Material provided Block Start

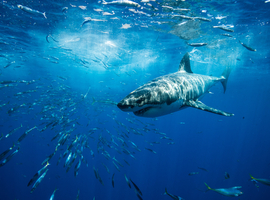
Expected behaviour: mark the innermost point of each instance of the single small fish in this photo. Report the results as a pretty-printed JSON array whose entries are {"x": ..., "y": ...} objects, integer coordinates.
[
  {"x": 261, "y": 180},
  {"x": 127, "y": 181},
  {"x": 35, "y": 177},
  {"x": 247, "y": 47},
  {"x": 122, "y": 3},
  {"x": 86, "y": 21},
  {"x": 172, "y": 195},
  {"x": 227, "y": 35},
  {"x": 136, "y": 187},
  {"x": 227, "y": 175},
  {"x": 203, "y": 169},
  {"x": 203, "y": 19},
  {"x": 38, "y": 181},
  {"x": 52, "y": 197},
  {"x": 197, "y": 44},
  {"x": 31, "y": 11},
  {"x": 50, "y": 36},
  {"x": 113, "y": 180},
  {"x": 64, "y": 10},
  {"x": 224, "y": 28}
]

Material provided Block End

What the task requires:
Please, without any pictures, retype the records exactly as they appear.

Response to the task:
Expected behaviour: mark the innermost point of each instance of the single small fish in this photo. Report the results as a pretty-printed JSON array whose entries are {"x": ..., "y": ...} objects, integer coordinates.
[
  {"x": 261, "y": 180},
  {"x": 127, "y": 181},
  {"x": 35, "y": 177},
  {"x": 247, "y": 47},
  {"x": 122, "y": 3},
  {"x": 86, "y": 21},
  {"x": 172, "y": 195},
  {"x": 227, "y": 35},
  {"x": 136, "y": 187},
  {"x": 227, "y": 175},
  {"x": 203, "y": 169},
  {"x": 203, "y": 19},
  {"x": 38, "y": 181},
  {"x": 52, "y": 197},
  {"x": 197, "y": 44},
  {"x": 31, "y": 11},
  {"x": 50, "y": 36},
  {"x": 113, "y": 180},
  {"x": 64, "y": 10},
  {"x": 224, "y": 28}
]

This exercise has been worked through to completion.